→ The problem
The entries below should be transcribed in their entirety, exactly as written.

Coordinate annotation entries
• • • • • • •
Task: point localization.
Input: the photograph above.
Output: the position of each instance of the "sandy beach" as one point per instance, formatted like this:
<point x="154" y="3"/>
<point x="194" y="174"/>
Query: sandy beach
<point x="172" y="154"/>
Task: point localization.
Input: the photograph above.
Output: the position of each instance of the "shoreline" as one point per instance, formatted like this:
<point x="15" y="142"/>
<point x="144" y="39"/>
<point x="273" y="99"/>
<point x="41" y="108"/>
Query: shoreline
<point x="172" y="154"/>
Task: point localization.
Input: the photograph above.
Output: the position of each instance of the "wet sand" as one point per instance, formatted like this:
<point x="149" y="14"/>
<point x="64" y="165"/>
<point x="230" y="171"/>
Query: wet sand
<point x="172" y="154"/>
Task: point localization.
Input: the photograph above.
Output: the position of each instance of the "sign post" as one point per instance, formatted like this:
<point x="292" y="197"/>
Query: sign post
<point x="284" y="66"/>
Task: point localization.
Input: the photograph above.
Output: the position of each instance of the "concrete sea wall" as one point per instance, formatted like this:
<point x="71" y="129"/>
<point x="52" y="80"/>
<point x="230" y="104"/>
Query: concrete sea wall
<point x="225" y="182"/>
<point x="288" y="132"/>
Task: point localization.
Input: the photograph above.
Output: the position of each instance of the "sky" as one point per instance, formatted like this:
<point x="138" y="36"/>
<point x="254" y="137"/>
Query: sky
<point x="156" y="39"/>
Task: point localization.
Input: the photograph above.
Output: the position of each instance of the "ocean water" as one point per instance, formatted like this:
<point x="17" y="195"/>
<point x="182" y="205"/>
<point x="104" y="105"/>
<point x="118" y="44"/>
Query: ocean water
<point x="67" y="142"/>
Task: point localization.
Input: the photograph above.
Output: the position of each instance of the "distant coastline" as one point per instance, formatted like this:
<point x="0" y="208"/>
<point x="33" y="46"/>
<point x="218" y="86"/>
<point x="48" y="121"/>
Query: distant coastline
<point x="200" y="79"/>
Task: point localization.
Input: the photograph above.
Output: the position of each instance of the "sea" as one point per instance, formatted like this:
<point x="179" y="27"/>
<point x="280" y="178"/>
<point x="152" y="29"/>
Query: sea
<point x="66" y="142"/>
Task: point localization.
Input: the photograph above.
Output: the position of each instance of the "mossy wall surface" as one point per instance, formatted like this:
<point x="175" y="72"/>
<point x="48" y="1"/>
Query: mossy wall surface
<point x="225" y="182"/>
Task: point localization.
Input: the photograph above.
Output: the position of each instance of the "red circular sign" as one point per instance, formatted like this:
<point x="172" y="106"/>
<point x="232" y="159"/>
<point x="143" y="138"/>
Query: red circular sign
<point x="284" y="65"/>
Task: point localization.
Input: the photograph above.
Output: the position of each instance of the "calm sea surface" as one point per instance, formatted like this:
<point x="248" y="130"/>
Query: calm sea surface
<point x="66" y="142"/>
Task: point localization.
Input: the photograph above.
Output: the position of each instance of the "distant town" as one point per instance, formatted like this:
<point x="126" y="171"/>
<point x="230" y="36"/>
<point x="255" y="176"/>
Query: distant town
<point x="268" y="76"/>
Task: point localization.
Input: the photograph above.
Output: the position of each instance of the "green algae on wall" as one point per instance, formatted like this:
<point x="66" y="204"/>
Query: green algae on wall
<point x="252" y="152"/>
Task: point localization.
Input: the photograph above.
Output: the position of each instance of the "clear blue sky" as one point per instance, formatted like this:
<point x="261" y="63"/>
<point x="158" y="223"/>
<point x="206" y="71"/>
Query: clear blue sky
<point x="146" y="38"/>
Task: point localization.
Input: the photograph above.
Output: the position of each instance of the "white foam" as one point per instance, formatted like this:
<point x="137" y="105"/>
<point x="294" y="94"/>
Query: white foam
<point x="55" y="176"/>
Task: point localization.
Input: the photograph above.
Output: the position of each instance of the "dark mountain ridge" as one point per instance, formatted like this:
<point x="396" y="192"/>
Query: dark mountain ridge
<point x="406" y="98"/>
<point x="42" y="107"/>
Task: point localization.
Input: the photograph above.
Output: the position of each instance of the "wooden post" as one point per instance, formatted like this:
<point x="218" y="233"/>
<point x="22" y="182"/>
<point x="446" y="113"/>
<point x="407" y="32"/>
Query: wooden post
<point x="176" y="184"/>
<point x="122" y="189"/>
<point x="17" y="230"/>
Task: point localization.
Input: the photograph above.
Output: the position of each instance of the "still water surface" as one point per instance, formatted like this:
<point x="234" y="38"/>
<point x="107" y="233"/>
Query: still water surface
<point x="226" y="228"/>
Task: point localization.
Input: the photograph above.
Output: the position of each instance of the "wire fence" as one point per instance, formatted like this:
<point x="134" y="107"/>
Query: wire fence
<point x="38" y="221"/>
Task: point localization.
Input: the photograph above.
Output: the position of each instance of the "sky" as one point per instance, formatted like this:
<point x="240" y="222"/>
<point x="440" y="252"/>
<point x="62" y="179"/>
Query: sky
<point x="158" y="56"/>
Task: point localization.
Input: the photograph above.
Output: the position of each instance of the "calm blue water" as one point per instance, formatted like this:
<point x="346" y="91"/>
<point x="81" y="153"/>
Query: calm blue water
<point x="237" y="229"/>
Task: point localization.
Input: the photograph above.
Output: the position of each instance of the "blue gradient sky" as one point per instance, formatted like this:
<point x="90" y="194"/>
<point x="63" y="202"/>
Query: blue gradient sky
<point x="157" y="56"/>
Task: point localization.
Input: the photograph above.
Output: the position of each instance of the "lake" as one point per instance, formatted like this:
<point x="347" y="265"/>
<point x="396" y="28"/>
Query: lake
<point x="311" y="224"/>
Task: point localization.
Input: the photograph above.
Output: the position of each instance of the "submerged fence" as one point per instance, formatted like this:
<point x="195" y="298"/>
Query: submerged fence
• • • • • • •
→ Completed task
Task: point localization.
Input: the photograph above.
Output: the position of each instance of the "sandy beach" as one point per instance, formatted like this:
<point x="154" y="3"/>
<point x="194" y="174"/>
Query: sandy beach
<point x="172" y="154"/>
Task: point localization.
Input: the photograph above.
Output: the position of each instance of the "shoreline" as one point per instance, formatted like this:
<point x="15" y="142"/>
<point x="144" y="39"/>
<point x="273" y="99"/>
<point x="41" y="108"/>
Query: shoreline
<point x="172" y="154"/>
Task: point localization.
Input: the photograph above.
Output: the position of each instance of the "wet sand" as one point per instance, formatted like this:
<point x="149" y="14"/>
<point x="64" y="165"/>
<point x="230" y="171"/>
Query: wet sand
<point x="172" y="154"/>
Task: point localization.
Input: the photograph above.
Output: the position of each instance of the "sign post" as one point per instance, formatted like this:
<point x="292" y="197"/>
Query: sign post
<point x="284" y="66"/>
Task: point localization.
Input: the photograph above.
Output: the position of each instance of the "concrete sea wall" as one point per instance, formatted like this:
<point x="71" y="129"/>
<point x="52" y="80"/>
<point x="230" y="104"/>
Query: concrete sea wall
<point x="225" y="182"/>
<point x="288" y="132"/>
Task: point localization.
Input: the photograph above.
Output: the position of each instance of the "sky" as one point per instance, formatted like this:
<point x="138" y="36"/>
<point x="254" y="137"/>
Query: sky
<point x="156" y="39"/>
Task: point localization.
Input: the photograph above.
Output: the position of each instance of the "ocean water" as one point per instance, formatted like this:
<point x="17" y="195"/>
<point x="182" y="205"/>
<point x="104" y="105"/>
<point x="118" y="44"/>
Query: ocean water
<point x="67" y="142"/>
Task: point localization.
Input: the photograph above.
Output: the position of each instance of the "distant coastline" as one point per instance, formatted like this:
<point x="0" y="208"/>
<point x="33" y="46"/>
<point x="218" y="86"/>
<point x="48" y="121"/>
Query: distant coastline
<point x="200" y="79"/>
Task: point localization.
Input: the photograph above.
Output: the position of each instance of the "sea" as one point per instance, formatted like this:
<point x="179" y="27"/>
<point x="280" y="178"/>
<point x="152" y="29"/>
Query: sea
<point x="66" y="142"/>
Task: point localization.
Input: the photograph above.
Output: the position of each instance of the "mossy wall surface" as one point per instance, formatted like this:
<point x="175" y="72"/>
<point x="48" y="1"/>
Query: mossy wall surface
<point x="225" y="182"/>
Task: point localization.
Input: the photograph above.
Output: the position of each instance of the "red circular sign" as one point per instance, formatted like this:
<point x="172" y="106"/>
<point x="232" y="159"/>
<point x="143" y="138"/>
Query: red circular sign
<point x="284" y="65"/>
Task: point localization.
Input: the photograph above.
Output: the position of each instance of the "calm sea surface" as one point per instance, formatted like this:
<point x="248" y="130"/>
Query: calm sea surface
<point x="66" y="142"/>
Task: point localization.
Input: the photograph above.
Output: the position of each instance of the "distant town" as one point per instance, formatted like this:
<point x="126" y="171"/>
<point x="230" y="36"/>
<point x="255" y="176"/>
Query: distant town
<point x="268" y="76"/>
Task: point localization.
Input: the photograph above.
Output: the position of each instance of the "green algae on wall" as one point per instance, formatted like this:
<point x="66" y="204"/>
Query: green algae on wall
<point x="252" y="152"/>
Task: point localization.
Input: the photograph above.
Output: the position of each instance of the "clear blue sky" as one point per instance, formatted like this:
<point x="261" y="63"/>
<point x="158" y="223"/>
<point x="206" y="71"/>
Query: clear blue sky
<point x="146" y="38"/>
Task: point localization.
Input: the photograph above.
Output: the position of each instance of the "white foam" as one point per instance, formatted like this:
<point x="137" y="105"/>
<point x="294" y="94"/>
Query: white foam
<point x="55" y="176"/>
Task: point localization.
Input: the photograph above.
Output: the position of each instance of the "dark mountain ridge" as one point per instance, formatted like this:
<point x="396" y="192"/>
Query: dark mountain ridge
<point x="406" y="98"/>
<point x="42" y="107"/>
Task: point localization.
Input: the photograph above.
Output: the position of each instance of the "wooden post" as one point per instance, formatted like this:
<point x="218" y="233"/>
<point x="22" y="182"/>
<point x="446" y="113"/>
<point x="407" y="32"/>
Query: wooden post
<point x="176" y="184"/>
<point x="122" y="189"/>
<point x="17" y="230"/>
Task: point localization.
Input: the photograph above.
Output: the position of each instance of the "still water surface" as one point per instance, formatted like this:
<point x="234" y="38"/>
<point x="107" y="233"/>
Query: still water surface
<point x="226" y="228"/>
Task: point localization.
Input: the photograph above.
Output: the position of each instance of the "wire fence" as one point per instance, formatted like this:
<point x="134" y="107"/>
Query: wire fence
<point x="38" y="221"/>
Task: point localization.
Input: the photograph above.
Output: the position of each instance of the "sky" as one point per instance, formatted like this:
<point x="240" y="222"/>
<point x="440" y="252"/>
<point x="62" y="179"/>
Query: sky
<point x="158" y="56"/>
Task: point localization.
Input: the photograph above.
Output: the position of each instance of the "calm blue water" as one point per instance, formatted like this:
<point x="346" y="91"/>
<point x="81" y="153"/>
Query: calm blue water
<point x="237" y="229"/>
Task: point localization.
Input: the photograph above.
Output: the position of each instance of the "blue gradient sky" as one point per instance, formatted like this:
<point x="90" y="194"/>
<point x="63" y="202"/>
Query: blue gradient sky
<point x="157" y="56"/>
Task: point localization.
Input: the photograph above.
Output: the position of each instance of the "lake" as one point per instance, formatted like this:
<point x="347" y="265"/>
<point x="396" y="28"/>
Query: lake
<point x="311" y="224"/>
Task: point localization.
Input: the photograph above.
Output: the position of each instance of the "submerged fence" as one point per instance, formatted like this:
<point x="195" y="298"/>
Query: submerged fence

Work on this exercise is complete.